==== Text section ====

* A study was published in the NEMJ in January 2020. It reported on a clinical trial where 2,860 patients – who had had an ischemic stroke – were assigned to two different LDL-cholesterol targets.
* The paper reported that the patients assigned to the lower LDL-cholesterol target group had a lower event rate during the approximately 3.5 years of follow up.
* There were at least a dozen issues with the study:
1) The trial was industry funded;
2) The authors had extensive conflicts of interest;
3) The trial was registered after it started, not before;
4) The trial was stopped early;
5) The trial measured the intended effects, but not side effects;
6) The LDL-cholesterol targets were not achieved;
7) If the LDL-cholesterol targets were not achieved and benefits occurred, they were the result of something else;
8) The primary end points (the key events to be measured) were changed late in the trial with no reason given;
9) The method of allowing for dropouts favoured the lower LDL-cholesterol target group;
10) Few results were significant or generalisable;
11) The data are due to be shared (only?) with the Cholesterol Treatment Trialists;
12) Issues are present related to conflict and competence – and conspiracy?
* This post goes through each of these issues with the conclusion that the peer review process has failed again.

==== Records provided ====

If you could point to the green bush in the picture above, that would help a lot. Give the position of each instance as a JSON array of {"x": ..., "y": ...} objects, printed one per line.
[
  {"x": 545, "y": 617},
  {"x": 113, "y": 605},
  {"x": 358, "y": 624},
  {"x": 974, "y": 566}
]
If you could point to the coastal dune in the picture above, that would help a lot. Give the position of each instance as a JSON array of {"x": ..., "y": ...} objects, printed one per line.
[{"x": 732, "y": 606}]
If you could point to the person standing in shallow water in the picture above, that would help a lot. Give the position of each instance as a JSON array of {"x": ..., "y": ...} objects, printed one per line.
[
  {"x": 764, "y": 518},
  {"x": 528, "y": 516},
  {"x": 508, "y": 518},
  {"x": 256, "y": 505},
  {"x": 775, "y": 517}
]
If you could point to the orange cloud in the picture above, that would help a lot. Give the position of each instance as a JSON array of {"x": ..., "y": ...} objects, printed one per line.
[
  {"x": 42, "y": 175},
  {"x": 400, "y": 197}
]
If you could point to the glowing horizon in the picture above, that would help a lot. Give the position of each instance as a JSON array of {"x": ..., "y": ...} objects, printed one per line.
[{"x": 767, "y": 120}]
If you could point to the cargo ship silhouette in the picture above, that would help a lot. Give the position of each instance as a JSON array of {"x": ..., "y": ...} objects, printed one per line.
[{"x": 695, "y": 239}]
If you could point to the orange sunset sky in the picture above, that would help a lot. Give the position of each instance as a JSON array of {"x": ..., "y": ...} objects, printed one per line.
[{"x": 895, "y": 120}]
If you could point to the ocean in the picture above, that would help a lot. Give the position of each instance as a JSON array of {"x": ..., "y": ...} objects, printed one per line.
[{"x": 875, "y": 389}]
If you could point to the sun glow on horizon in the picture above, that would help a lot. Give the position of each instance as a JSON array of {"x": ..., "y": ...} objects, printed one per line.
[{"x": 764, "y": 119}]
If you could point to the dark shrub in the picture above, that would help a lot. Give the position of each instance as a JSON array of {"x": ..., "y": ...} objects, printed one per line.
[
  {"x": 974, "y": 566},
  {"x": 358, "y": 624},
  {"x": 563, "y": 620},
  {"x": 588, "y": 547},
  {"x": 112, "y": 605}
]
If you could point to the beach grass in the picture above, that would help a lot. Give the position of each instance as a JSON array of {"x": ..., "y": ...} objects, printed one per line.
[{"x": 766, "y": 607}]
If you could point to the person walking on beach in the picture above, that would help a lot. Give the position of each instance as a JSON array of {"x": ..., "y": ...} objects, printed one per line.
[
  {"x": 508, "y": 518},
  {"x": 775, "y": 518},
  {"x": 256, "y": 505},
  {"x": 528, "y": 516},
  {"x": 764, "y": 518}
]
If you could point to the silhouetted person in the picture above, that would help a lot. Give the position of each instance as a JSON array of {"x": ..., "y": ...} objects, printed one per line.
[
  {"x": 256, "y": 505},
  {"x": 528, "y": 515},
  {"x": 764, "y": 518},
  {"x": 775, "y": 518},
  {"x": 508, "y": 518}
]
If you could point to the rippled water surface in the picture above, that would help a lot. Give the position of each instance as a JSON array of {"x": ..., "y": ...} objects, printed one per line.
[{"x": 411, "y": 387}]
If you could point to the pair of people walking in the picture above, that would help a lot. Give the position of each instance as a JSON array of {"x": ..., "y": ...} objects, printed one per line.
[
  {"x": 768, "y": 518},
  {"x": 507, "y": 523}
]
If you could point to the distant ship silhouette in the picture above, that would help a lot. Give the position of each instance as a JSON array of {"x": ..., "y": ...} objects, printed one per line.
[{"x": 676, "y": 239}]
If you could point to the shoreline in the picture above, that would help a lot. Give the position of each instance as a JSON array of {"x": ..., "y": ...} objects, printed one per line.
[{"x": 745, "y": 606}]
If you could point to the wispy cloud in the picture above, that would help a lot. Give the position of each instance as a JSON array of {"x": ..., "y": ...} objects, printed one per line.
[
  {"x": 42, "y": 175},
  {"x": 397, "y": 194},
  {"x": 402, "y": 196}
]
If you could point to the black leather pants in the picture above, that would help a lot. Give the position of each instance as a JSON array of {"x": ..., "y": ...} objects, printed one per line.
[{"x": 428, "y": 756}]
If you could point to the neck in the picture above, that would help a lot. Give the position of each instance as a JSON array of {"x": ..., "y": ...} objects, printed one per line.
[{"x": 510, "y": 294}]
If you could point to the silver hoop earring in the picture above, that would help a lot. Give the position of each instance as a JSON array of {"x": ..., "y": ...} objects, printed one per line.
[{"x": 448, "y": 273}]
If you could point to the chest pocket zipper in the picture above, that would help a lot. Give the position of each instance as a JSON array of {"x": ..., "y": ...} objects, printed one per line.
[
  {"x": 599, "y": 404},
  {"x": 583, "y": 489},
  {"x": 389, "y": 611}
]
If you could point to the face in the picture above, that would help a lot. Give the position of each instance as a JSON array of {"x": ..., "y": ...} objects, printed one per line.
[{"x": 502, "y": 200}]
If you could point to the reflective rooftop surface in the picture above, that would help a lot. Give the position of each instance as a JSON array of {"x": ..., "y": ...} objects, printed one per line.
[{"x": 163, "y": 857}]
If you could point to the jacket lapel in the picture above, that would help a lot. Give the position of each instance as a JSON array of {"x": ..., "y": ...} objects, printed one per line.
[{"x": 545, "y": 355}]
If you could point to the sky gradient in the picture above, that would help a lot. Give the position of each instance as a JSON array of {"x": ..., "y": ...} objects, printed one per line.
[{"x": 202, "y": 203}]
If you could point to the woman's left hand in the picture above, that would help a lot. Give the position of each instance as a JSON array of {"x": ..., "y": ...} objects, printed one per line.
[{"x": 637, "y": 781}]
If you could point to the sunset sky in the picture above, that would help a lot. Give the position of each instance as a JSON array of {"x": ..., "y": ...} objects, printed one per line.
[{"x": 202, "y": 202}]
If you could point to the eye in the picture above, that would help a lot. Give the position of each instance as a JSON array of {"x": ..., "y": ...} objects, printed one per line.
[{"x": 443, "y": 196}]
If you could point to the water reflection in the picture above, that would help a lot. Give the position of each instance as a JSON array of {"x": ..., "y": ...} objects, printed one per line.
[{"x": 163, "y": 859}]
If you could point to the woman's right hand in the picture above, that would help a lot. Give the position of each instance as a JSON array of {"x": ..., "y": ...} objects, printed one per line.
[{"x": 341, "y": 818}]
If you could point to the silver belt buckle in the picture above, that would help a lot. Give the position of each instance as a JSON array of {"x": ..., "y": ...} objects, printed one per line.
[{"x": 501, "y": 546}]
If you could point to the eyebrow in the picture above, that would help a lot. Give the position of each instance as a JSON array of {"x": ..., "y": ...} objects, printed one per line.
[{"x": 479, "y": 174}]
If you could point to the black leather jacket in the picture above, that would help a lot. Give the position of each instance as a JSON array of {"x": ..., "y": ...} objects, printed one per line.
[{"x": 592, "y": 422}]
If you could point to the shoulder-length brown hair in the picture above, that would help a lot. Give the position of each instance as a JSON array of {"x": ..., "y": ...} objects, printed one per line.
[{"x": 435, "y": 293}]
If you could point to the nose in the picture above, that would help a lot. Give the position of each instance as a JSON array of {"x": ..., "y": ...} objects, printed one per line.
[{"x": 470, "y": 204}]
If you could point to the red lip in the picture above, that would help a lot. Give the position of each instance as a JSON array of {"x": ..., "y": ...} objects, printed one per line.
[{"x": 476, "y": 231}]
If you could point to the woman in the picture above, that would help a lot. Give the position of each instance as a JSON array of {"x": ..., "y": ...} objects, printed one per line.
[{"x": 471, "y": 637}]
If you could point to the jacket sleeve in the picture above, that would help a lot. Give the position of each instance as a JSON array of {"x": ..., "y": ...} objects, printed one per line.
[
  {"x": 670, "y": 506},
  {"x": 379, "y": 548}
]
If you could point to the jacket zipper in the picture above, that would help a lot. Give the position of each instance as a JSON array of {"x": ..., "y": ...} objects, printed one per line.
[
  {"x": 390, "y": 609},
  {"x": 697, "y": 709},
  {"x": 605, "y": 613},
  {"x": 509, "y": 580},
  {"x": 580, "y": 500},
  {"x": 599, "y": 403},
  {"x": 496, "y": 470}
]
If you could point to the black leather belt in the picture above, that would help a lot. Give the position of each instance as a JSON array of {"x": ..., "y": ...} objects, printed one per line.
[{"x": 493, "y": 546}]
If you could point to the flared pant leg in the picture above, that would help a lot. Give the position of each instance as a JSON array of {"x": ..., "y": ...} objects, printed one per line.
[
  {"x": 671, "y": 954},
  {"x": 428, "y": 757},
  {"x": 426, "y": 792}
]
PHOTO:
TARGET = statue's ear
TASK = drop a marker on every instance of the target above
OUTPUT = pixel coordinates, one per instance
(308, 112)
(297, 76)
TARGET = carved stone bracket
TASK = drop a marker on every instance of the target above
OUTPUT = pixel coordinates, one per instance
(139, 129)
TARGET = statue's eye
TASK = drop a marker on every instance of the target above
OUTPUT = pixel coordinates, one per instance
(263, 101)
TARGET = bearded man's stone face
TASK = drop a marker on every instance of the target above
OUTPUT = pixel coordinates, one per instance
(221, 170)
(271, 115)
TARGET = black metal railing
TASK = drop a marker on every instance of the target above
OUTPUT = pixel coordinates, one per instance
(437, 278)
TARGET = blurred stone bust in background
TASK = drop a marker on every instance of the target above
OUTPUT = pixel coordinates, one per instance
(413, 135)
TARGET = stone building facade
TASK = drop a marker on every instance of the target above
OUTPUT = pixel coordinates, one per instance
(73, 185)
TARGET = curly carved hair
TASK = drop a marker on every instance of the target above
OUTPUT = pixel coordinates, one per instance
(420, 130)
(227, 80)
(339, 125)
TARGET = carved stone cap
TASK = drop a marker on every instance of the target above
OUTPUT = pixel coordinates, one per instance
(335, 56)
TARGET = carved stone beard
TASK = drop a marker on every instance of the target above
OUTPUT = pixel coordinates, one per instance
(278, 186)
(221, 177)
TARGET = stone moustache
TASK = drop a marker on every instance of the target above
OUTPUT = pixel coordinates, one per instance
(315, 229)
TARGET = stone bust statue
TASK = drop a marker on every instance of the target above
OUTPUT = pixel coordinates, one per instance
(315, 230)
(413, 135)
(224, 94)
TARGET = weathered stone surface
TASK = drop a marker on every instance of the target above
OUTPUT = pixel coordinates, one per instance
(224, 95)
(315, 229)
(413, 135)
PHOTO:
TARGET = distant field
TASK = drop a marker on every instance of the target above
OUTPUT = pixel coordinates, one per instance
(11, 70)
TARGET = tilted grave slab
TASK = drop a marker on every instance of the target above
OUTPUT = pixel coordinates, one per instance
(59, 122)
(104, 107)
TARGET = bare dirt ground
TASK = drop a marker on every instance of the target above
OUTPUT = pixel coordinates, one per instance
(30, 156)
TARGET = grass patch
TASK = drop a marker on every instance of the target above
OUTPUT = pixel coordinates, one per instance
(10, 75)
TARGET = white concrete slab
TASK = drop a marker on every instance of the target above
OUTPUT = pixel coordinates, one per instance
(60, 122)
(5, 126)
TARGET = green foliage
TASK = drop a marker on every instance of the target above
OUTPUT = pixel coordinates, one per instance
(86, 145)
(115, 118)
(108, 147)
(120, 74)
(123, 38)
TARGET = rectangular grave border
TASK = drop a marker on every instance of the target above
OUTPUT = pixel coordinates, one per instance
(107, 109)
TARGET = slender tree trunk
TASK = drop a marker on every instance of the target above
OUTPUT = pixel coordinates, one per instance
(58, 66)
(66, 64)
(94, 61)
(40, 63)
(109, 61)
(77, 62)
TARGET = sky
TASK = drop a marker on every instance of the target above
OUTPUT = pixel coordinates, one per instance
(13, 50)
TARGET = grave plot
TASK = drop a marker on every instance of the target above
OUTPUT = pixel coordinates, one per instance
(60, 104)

====

§ To do: Extend the piece about the 2020 stroke trial of LDL-cholesterol targets, starting after its final sentence.

§ Written answer:
Last week’s note was about a non-industry-funded study, which examined thousands of people who had had a heart attack or acute heart failure and the relationship between their LDL-cholesterol levels and subsequent mortality. It found consistent relationships between having higher LDL-cholesterol and a lower risk of dying. These findings were supported by examination of all other studies available on the topic (i.e. systematic review).
This week’s note looks at an industry-funded study, which undertook a randomised trial involving 2,860 people who had had an ischemic stroke. It found that those in the lower LDL-cholesterol target group had fewer cardiovascular events than those in the higher LDL-cholesterol target group.
These two papers – albeit one following heart disease and the other following one type of stroke – appear to contradict each other. What’s going on?